■ **Excerpt**:
%%

Coffee Cravings
Graham R. Cooper


Logged in to my website, clicked ‘new’ and then ‘post’, took a gulp of my first coffee of the day and gave this week’s musings a title: ‘Coffee Cravings’. It’s just gone ten. The second coffee at midday. I’ll have a third after lunch and that’ll be it for the day.
Over the course of something like twenty years, we’ve taken onboard a substantial amount of the nutrition advice in the book Nourishing Traditions. (You’ll already know that if you’ve been following my journal for awhile.) So when, back in the day, the authors advised that I give up coffee, I took them seriously:
Caffeine stimulates the adrenal glands to release an adrenaline-like substance, which in turn causes the liver to release sugar into the blood stream. This is what gives you the lift when you drink coffee … .The problem is that the delicate blood-sugar-regulation mechanism cannot long tolerate the constant stimulation of habitual caffeine ingestion. Often the blood sugar lowering mechanisms overreact, causing low blood sugar and its concomitant complaints of chronic fatigue, dizziness, depression, allergies and behavioural disorders. Caffeine-containing drinks irritate the lining of the stomach and cause an increase in stomach acid. They affect the nervous system, leading to insomnia and restlessness. Prolonged use of caffeine can contribute to any one of a number of serious diseases, such as cancer, bone loss, mental disorders and birth defects.

%%

■ **Source material**:
%%

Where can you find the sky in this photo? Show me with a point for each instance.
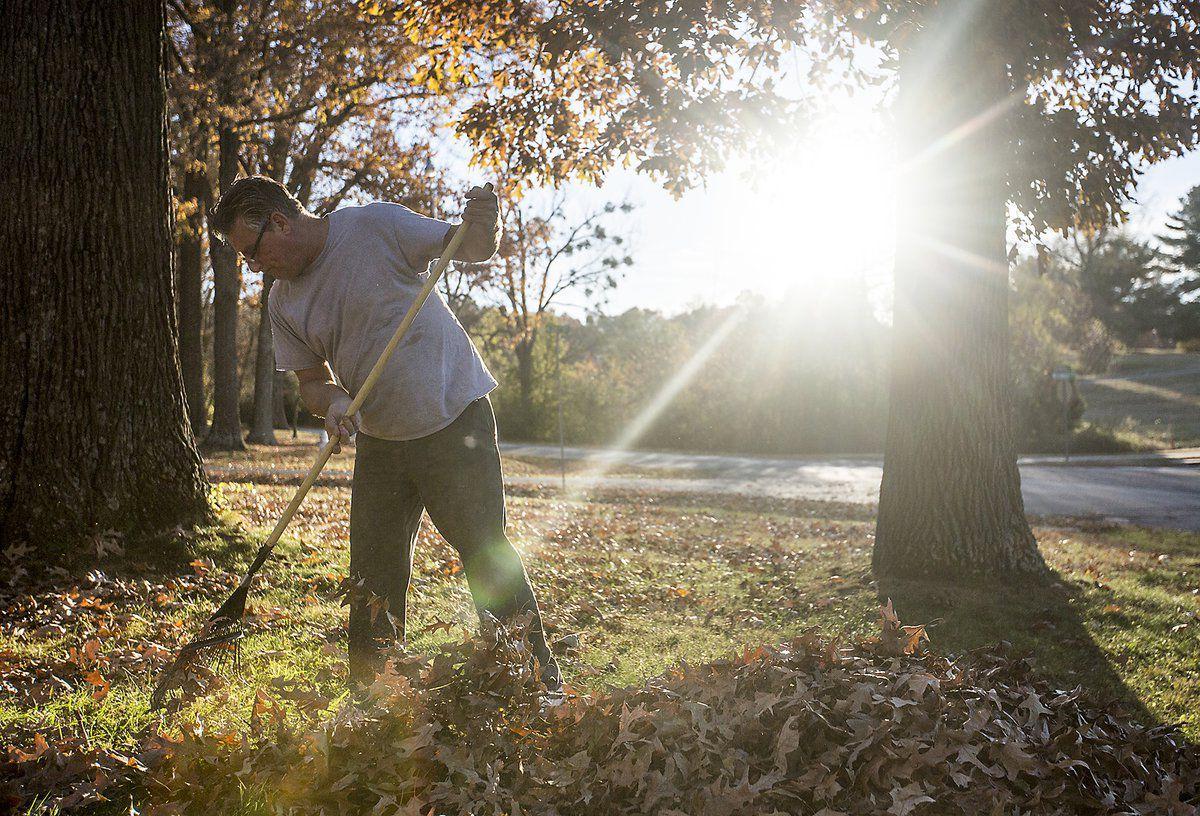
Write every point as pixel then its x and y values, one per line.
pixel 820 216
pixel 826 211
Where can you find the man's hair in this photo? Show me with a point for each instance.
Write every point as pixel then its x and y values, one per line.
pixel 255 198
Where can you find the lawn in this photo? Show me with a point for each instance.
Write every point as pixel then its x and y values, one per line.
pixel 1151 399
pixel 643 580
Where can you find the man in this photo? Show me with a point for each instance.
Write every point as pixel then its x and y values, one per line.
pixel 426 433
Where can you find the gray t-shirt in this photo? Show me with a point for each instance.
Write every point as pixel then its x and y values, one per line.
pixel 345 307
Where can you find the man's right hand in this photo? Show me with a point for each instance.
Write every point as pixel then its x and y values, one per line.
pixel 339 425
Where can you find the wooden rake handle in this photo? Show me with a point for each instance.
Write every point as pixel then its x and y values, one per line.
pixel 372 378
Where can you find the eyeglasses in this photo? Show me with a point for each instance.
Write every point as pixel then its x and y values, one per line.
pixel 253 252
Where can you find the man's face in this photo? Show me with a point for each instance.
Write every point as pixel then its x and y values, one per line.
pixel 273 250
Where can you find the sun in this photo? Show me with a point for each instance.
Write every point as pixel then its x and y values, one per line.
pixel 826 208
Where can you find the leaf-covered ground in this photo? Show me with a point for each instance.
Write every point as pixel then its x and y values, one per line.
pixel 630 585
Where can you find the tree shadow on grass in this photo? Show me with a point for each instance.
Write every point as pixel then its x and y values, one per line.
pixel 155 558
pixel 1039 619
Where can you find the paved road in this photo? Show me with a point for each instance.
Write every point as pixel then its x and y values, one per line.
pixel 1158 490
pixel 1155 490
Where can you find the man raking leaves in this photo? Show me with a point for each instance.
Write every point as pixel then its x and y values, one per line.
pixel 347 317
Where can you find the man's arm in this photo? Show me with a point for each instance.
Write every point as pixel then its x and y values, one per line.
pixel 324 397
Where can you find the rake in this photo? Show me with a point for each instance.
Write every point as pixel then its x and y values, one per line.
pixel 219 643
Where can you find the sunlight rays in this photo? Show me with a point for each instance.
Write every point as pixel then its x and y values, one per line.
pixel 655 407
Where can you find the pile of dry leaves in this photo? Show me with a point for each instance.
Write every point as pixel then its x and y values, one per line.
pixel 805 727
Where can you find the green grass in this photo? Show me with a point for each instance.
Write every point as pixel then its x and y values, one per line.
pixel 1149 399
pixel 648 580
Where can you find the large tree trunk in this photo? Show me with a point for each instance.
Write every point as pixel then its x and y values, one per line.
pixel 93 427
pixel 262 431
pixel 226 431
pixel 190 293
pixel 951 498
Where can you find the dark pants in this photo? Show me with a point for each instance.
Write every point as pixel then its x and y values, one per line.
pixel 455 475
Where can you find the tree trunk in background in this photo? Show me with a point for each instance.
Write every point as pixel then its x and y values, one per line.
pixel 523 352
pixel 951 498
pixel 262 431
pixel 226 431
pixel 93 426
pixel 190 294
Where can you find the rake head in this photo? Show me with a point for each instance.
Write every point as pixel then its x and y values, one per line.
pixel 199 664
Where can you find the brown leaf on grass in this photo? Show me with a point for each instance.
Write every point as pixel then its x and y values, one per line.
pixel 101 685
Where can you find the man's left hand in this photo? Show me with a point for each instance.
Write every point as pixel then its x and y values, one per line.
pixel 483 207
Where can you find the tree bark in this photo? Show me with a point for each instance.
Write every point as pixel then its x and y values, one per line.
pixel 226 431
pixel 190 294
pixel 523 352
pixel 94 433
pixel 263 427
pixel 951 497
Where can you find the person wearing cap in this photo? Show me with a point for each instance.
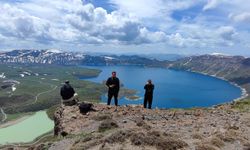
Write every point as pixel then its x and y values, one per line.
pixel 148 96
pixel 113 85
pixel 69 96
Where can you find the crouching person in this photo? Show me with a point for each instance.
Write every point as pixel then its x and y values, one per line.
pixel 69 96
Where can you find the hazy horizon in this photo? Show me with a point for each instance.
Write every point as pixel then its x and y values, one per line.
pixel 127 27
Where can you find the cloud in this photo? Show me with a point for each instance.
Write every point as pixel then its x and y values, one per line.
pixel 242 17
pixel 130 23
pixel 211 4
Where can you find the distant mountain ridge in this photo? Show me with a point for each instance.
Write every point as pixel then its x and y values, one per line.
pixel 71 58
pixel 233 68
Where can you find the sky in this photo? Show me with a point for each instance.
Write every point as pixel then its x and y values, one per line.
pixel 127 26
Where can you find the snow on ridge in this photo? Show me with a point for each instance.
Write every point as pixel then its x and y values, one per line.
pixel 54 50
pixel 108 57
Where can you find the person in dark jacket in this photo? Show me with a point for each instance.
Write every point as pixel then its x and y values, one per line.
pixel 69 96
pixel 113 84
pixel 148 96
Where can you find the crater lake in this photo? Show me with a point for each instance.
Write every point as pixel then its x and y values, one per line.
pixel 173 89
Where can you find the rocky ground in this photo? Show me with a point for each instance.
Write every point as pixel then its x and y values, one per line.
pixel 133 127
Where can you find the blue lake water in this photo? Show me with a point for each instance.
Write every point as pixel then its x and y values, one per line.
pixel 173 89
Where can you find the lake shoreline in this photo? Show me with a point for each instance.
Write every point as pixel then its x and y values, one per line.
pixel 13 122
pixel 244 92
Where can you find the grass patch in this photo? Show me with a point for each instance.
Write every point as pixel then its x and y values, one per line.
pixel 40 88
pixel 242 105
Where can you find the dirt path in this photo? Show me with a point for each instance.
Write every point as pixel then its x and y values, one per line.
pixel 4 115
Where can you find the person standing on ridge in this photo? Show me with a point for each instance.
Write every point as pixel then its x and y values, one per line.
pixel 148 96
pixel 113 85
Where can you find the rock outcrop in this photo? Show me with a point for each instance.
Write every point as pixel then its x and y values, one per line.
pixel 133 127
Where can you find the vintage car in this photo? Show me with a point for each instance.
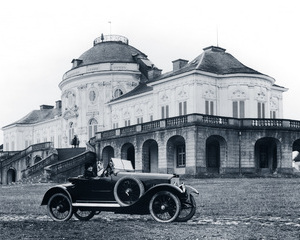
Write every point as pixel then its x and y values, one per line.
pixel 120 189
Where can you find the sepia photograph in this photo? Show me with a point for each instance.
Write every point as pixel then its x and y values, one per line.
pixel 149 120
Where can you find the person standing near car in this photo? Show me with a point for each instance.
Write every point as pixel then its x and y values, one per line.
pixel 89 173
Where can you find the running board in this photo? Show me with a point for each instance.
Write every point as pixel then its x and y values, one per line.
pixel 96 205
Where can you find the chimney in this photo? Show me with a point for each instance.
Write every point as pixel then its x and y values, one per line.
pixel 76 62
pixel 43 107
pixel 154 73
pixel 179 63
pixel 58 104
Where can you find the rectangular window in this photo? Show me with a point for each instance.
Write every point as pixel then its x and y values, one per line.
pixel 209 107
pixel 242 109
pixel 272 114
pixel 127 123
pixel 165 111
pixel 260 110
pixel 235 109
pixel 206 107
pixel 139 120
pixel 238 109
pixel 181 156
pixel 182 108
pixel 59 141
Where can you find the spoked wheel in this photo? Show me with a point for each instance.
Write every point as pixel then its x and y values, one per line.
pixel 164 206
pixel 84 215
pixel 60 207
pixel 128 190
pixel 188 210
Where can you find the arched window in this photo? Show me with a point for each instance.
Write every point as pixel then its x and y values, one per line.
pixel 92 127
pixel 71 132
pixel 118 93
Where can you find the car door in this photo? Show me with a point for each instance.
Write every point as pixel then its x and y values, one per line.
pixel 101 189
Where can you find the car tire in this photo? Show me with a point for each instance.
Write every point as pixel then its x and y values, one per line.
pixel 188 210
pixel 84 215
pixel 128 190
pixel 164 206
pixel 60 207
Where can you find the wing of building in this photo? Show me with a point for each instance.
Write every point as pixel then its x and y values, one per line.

%%
%%

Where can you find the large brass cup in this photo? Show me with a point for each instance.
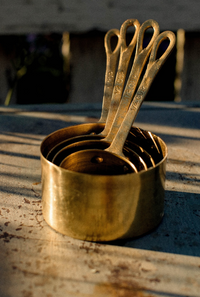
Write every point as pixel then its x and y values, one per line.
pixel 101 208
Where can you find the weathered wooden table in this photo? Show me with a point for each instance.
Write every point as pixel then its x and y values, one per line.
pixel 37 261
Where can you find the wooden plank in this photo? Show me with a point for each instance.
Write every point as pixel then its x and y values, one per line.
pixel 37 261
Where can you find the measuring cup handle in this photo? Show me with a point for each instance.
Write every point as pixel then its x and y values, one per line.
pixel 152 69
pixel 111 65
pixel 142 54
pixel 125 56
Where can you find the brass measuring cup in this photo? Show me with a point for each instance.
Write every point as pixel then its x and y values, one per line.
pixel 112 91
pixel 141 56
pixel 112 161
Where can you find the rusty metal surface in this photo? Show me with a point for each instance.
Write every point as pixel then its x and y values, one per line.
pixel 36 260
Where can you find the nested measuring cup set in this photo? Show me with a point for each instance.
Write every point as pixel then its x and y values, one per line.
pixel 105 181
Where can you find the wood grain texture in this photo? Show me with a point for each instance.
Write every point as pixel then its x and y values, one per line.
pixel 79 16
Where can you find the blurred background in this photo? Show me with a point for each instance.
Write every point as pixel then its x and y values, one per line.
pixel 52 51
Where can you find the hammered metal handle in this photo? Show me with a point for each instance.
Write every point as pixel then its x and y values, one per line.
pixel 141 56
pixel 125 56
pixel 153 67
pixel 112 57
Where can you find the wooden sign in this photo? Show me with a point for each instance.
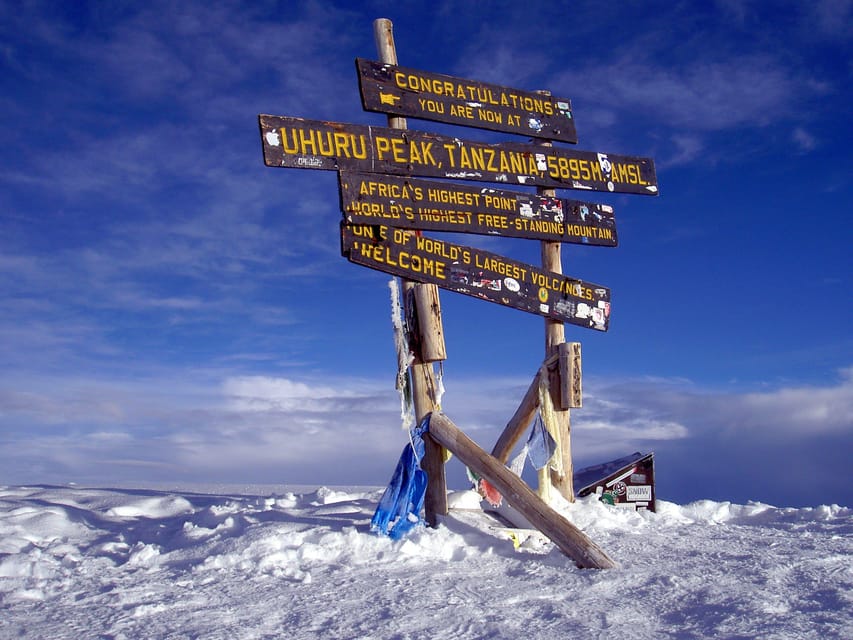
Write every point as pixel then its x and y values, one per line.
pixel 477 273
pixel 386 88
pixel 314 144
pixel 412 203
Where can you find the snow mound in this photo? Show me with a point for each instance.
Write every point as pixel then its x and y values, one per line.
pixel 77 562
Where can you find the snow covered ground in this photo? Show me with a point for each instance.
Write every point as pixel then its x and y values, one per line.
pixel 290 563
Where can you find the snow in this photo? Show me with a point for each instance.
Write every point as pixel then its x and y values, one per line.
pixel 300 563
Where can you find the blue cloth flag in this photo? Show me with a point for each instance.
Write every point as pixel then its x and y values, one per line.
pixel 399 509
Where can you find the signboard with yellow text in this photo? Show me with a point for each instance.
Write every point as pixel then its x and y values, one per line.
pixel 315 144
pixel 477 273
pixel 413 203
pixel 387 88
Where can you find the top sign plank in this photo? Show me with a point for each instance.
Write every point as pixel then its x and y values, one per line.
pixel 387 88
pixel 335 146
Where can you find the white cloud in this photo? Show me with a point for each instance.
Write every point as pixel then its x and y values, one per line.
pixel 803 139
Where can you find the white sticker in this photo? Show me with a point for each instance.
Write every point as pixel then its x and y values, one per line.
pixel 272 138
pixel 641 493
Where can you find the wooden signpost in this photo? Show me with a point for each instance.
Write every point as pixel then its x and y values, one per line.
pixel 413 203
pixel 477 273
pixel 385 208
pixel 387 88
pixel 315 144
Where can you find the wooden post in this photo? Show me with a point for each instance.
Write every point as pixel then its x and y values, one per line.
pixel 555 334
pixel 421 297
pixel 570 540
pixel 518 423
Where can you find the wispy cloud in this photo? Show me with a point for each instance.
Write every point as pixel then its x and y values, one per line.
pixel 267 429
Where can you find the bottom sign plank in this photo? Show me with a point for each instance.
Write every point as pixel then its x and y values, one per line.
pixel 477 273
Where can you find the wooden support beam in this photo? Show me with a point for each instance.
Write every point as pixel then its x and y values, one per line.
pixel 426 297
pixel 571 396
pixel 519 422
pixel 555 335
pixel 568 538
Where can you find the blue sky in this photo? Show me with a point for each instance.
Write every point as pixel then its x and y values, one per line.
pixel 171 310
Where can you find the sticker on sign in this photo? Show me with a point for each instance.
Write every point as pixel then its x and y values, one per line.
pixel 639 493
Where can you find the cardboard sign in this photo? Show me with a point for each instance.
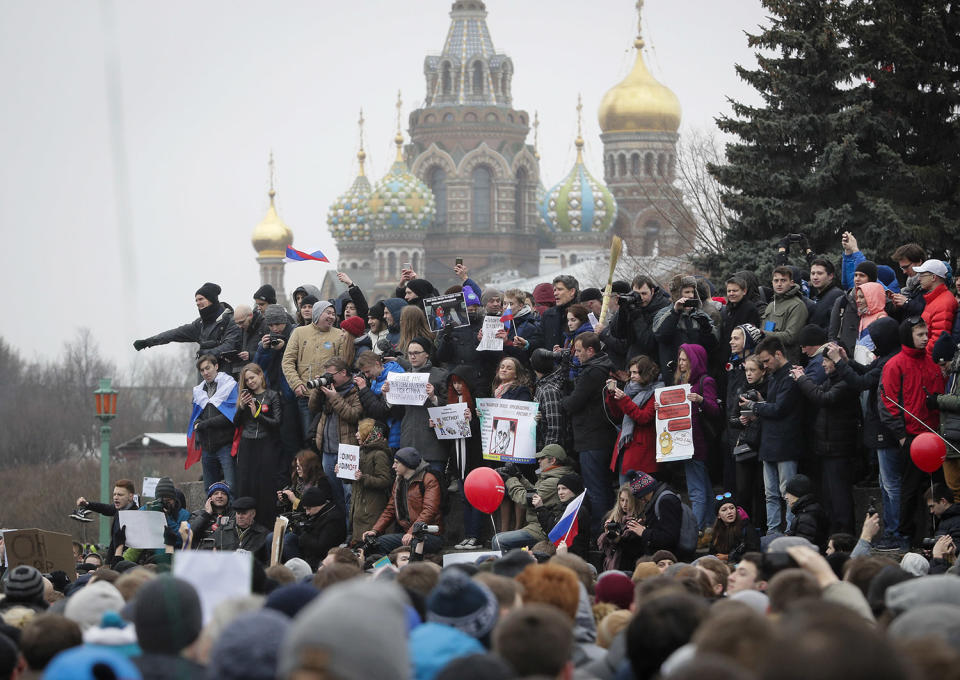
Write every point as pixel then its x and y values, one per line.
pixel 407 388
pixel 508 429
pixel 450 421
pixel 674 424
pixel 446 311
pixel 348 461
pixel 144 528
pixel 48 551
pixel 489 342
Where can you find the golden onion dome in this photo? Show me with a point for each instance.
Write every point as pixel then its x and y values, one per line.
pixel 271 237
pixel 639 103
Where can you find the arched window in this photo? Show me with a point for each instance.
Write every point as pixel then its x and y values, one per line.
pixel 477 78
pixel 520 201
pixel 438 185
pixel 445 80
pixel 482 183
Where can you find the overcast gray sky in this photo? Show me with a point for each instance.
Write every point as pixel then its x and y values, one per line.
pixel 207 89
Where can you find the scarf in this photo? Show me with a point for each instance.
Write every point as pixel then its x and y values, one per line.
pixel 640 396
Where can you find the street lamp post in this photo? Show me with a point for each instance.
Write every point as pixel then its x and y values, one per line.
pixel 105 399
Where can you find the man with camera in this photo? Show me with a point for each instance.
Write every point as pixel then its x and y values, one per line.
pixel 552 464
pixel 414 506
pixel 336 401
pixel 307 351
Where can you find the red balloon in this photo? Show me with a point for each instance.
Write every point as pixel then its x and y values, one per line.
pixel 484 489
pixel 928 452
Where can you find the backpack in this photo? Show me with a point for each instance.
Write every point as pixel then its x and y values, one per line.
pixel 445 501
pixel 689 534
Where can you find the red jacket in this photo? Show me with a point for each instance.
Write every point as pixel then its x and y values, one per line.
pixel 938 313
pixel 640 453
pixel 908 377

%%

■ **Tasks**:
1 - In the coffee cravings post, when does the writer have the second coffee of the day?
2 - Print the section of the coffee cravings post that begins at the words "Logged in to" and stops after "for the day.".
Draw only on the coffee cravings post, not on the listing.

■ **Activity answers**:
1 - At midday.

2 -
Logged in to my website, clicked ‘new’ and then ‘post’, took a gulp of my first coffee of the day and gave this week’s musings a title: ‘Coffee Cravings’. It’s just gone ten. The second coffee at midday. I’ll have a third after lunch and that’ll be it for the day.